■ What is being asked ■
Print out each entry below exactly, please.

# START OF Extracted entries

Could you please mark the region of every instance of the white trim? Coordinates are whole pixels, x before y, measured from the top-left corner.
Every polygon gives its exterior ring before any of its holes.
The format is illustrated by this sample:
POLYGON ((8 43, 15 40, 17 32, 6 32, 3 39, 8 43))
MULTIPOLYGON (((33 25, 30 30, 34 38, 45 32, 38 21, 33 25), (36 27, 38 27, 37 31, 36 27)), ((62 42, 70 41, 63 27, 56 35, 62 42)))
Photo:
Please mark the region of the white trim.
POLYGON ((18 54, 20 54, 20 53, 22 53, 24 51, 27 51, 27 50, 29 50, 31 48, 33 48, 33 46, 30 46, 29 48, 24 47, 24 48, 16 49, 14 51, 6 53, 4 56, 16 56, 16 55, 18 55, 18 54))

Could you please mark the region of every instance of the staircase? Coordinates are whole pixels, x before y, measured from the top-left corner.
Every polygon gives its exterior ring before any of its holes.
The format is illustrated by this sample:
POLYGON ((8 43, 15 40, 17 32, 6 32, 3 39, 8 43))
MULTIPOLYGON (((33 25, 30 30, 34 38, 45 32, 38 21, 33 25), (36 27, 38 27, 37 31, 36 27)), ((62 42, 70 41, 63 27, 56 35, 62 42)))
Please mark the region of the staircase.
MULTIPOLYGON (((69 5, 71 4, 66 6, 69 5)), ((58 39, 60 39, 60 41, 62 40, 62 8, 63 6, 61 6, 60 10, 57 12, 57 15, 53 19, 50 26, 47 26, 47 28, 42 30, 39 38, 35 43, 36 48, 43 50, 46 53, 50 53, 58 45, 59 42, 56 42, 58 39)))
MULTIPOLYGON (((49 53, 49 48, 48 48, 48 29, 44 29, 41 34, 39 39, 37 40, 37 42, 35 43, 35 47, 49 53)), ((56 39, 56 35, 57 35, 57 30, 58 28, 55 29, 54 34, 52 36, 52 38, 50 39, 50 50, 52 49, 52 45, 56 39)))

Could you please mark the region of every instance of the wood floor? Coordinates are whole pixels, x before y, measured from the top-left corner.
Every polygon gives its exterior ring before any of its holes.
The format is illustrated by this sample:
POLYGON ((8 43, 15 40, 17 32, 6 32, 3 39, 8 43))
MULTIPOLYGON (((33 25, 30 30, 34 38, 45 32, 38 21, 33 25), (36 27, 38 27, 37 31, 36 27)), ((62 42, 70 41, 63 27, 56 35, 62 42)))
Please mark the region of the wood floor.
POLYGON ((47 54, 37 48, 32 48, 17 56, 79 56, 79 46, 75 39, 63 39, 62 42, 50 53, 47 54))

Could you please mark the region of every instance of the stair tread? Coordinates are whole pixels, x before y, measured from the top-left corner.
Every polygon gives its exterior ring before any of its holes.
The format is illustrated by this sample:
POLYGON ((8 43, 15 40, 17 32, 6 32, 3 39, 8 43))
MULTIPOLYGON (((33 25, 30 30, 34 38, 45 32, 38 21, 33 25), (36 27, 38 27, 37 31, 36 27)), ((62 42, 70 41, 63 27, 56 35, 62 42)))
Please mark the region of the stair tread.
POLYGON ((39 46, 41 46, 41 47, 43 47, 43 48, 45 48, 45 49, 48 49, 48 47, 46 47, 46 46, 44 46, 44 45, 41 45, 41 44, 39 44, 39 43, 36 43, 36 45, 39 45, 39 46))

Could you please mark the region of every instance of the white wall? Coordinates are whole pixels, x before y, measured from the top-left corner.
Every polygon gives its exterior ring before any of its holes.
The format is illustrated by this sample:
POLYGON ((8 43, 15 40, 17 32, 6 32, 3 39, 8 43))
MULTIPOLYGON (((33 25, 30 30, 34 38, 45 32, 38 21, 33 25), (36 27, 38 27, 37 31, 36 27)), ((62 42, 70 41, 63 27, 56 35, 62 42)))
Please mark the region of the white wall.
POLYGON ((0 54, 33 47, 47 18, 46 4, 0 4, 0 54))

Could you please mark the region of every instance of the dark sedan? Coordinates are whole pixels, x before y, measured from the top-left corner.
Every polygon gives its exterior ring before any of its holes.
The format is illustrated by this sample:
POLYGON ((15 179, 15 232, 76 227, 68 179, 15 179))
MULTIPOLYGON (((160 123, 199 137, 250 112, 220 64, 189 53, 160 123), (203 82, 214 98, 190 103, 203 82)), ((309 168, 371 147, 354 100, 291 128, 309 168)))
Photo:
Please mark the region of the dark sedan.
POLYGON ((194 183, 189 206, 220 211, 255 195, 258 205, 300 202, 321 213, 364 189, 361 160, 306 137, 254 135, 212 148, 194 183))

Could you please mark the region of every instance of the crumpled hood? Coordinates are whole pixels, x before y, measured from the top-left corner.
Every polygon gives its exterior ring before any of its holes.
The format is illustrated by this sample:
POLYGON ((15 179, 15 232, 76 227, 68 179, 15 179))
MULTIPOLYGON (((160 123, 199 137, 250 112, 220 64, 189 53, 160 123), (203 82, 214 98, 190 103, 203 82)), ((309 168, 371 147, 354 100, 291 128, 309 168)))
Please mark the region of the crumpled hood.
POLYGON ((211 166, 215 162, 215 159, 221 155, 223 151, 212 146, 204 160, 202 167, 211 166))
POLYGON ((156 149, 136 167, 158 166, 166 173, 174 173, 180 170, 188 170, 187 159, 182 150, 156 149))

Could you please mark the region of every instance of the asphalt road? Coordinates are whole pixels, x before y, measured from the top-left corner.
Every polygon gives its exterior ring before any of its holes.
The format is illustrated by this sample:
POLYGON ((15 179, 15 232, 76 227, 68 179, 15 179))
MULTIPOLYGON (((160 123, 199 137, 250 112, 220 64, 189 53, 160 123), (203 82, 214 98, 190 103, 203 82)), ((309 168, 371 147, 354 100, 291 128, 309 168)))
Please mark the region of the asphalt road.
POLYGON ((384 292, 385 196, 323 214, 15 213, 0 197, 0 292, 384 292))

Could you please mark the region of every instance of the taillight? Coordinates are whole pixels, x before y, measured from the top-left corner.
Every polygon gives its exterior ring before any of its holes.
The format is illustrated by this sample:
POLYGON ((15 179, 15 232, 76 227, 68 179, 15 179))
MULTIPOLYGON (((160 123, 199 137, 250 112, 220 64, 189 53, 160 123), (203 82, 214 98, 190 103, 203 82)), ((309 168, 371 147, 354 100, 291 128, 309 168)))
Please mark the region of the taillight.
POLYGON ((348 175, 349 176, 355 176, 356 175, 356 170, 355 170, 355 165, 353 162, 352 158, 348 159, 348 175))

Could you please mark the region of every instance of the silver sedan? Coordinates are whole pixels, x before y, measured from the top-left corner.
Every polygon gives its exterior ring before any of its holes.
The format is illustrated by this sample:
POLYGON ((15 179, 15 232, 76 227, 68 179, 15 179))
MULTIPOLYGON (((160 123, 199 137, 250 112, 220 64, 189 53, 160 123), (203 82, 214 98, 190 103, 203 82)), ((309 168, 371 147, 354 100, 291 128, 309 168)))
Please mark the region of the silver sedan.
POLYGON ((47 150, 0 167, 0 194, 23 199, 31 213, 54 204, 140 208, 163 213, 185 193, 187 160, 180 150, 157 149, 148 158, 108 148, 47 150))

# END OF Extracted entries

■ Exercise answer ■
Could you please mark the region of every instance of the white trim? Coordinates are whole pixels, x before y, measured from the top-left corner.
Every polygon gives its exterior ring before any of its holes.
The format is illustrated by this sample:
POLYGON ((8 43, 15 40, 17 32, 6 32, 3 39, 8 43))
MULTIPOLYGON (((33 25, 30 30, 34 38, 45 32, 38 21, 33 25), (36 27, 38 27, 37 31, 36 27)), ((62 42, 70 41, 63 27, 56 35, 62 42)))
Photo:
Please mark the region of the white trim.
POLYGON ((18 54, 20 54, 20 53, 22 53, 24 51, 27 51, 27 50, 29 50, 31 48, 33 48, 33 46, 30 46, 29 48, 24 47, 24 48, 16 49, 14 51, 6 53, 4 56, 16 56, 16 55, 18 55, 18 54))

Could you please mark the region of every instance of the staircase? Coordinates are whole pixels, x before y, measured from the top-left corner.
Every polygon gives its exterior ring before any of its holes.
The format is illustrated by this sample:
POLYGON ((8 43, 15 40, 17 32, 6 32, 3 39, 8 43))
MULTIPOLYGON (((33 25, 30 30, 34 38, 45 32, 38 21, 33 25), (36 27, 38 27, 37 31, 36 27)), ((62 42, 70 41, 63 27, 56 35, 62 42)))
Please mark the region of the staircase.
MULTIPOLYGON (((69 5, 71 4, 66 6, 69 5)), ((58 39, 60 39, 60 41, 62 40, 62 8, 63 6, 61 6, 60 10, 57 12, 57 15, 53 19, 50 26, 47 26, 47 28, 42 30, 39 38, 35 43, 36 48, 43 50, 46 53, 50 53, 58 45, 59 42, 56 42, 58 39)))
MULTIPOLYGON (((49 53, 49 48, 48 48, 48 29, 44 29, 41 34, 39 39, 37 40, 37 42, 35 43, 35 47, 49 53)), ((56 39, 56 35, 57 35, 57 30, 58 28, 55 29, 54 34, 52 36, 52 38, 50 39, 50 50, 52 49, 52 45, 56 39)))

Could you please mark the region of every instance of the wood floor? Coordinates are whole pixels, x before y, measured from the top-left corner.
Every polygon gives its exterior ring before any of its holes.
The format is illustrated by this sample:
POLYGON ((8 43, 15 40, 17 32, 6 32, 3 39, 8 43))
MULTIPOLYGON (((33 25, 30 30, 34 38, 45 32, 38 21, 33 25), (36 27, 38 27, 37 31, 36 27)), ((62 42, 70 41, 63 27, 56 35, 62 42)))
Please mark the region of the wood floor.
POLYGON ((47 54, 37 48, 32 48, 17 56, 79 56, 79 46, 75 39, 63 39, 62 42, 50 53, 47 54))

Could you please mark the region of every instance of the stair tread? Coordinates are whole pixels, x before y, measured from the top-left corner.
Every polygon gives its exterior ring before any of its holes.
The format is illustrated by this sample:
POLYGON ((8 43, 15 40, 17 32, 6 32, 3 39, 8 43))
MULTIPOLYGON (((33 25, 30 30, 34 38, 45 32, 38 21, 33 25), (36 27, 38 27, 37 31, 36 27)), ((62 42, 70 41, 63 27, 56 35, 62 42)))
Please mark the region of the stair tread.
POLYGON ((39 46, 41 46, 41 47, 43 47, 43 48, 45 48, 45 49, 48 49, 48 47, 46 47, 46 46, 44 46, 44 45, 41 45, 41 44, 39 44, 39 43, 36 43, 36 45, 39 45, 39 46))

Could you please mark the region of every instance of the white wall? Coordinates are whole pixels, x before y, measured from the top-left corner.
Every polygon gives its exterior ring before any of its holes.
The format is illustrated by this sample:
POLYGON ((8 43, 15 40, 17 32, 6 32, 3 39, 8 43))
MULTIPOLYGON (((33 25, 30 30, 34 38, 45 32, 38 21, 33 25), (36 27, 38 27, 37 31, 36 27)), ((62 42, 70 41, 63 27, 56 35, 62 42)))
Please mark the region of the white wall.
POLYGON ((0 54, 33 47, 47 18, 46 4, 0 4, 0 54))

Could you please mark the region of every instance of the dark sedan? Coordinates are whole pixels, x before y, measured from the top-left corner.
Every polygon gives its exterior ring before any of its holes.
The format is illustrated by this sample:
POLYGON ((15 179, 15 232, 76 227, 68 179, 15 179))
MULTIPOLYGON (((160 123, 199 137, 250 112, 220 64, 189 53, 160 123), (203 82, 214 98, 190 103, 203 82)), ((309 168, 371 147, 354 100, 291 128, 309 168)))
Photo:
Please mark the region of the dark sedan.
POLYGON ((194 183, 189 206, 220 211, 255 195, 258 205, 300 202, 321 213, 364 189, 361 160, 306 137, 254 135, 212 148, 194 183))

Could you please mark the region of every instance of the crumpled hood? Coordinates are whole pixels, x before y, measured from the top-left corner.
Every polygon gives its exterior ring before any of its holes.
The format is illustrated by this sample:
POLYGON ((15 179, 15 232, 76 227, 68 179, 15 179))
MULTIPOLYGON (((160 123, 199 137, 250 112, 220 64, 189 53, 160 123), (203 82, 214 98, 190 103, 203 82)), ((309 168, 371 147, 354 100, 291 128, 309 168)))
Please mark the region of the crumpled hood.
POLYGON ((211 166, 215 162, 215 159, 221 155, 223 151, 212 146, 204 160, 202 167, 211 166))
POLYGON ((156 149, 136 167, 158 166, 166 173, 174 173, 180 170, 188 170, 187 159, 182 150, 156 149))

Could you please mark the region of every instance of the asphalt road? Coordinates are whole pixels, x before y, measured from the top-left corner.
Every polygon gives its exterior ring before any of its holes.
The format is illustrated by this sample:
POLYGON ((15 179, 15 232, 76 227, 68 179, 15 179))
MULTIPOLYGON (((160 123, 199 137, 250 112, 220 64, 189 53, 160 123), (203 82, 214 98, 190 103, 203 82)), ((309 168, 371 147, 354 100, 291 128, 309 168)))
Please mark the region of the asphalt road.
POLYGON ((384 292, 385 196, 323 214, 15 213, 0 197, 0 292, 384 292))

Could you please mark the region of every instance of the taillight? Coordinates are whole pixels, x before y, measured from the top-left corner.
Every polygon gives its exterior ring before any of its holes.
The format is illustrated by this sample:
POLYGON ((15 179, 15 232, 76 227, 68 179, 15 179))
MULTIPOLYGON (((160 123, 199 137, 250 112, 220 64, 189 53, 160 123), (203 82, 214 98, 190 103, 203 82)), ((309 168, 371 147, 354 100, 291 128, 309 168)))
Please mark the region of the taillight.
POLYGON ((348 175, 349 176, 355 176, 356 175, 356 170, 355 170, 355 165, 353 162, 352 158, 348 159, 348 175))

Could you please mark the region of every instance of the silver sedan? Coordinates are whole pixels, x before y, measured from the top-left corner.
Every polygon gives its exterior ring before any of its holes.
The format is illustrated by this sample:
POLYGON ((15 179, 15 232, 76 227, 68 179, 15 179))
MULTIPOLYGON (((160 123, 199 137, 250 112, 220 64, 189 53, 160 123), (203 82, 214 98, 190 103, 203 82)), ((309 168, 371 147, 354 100, 291 128, 309 168)))
Please mark the region of the silver sedan.
POLYGON ((47 150, 0 167, 0 194, 23 199, 31 213, 54 204, 140 208, 163 213, 185 193, 187 160, 180 150, 157 149, 148 158, 108 148, 47 150))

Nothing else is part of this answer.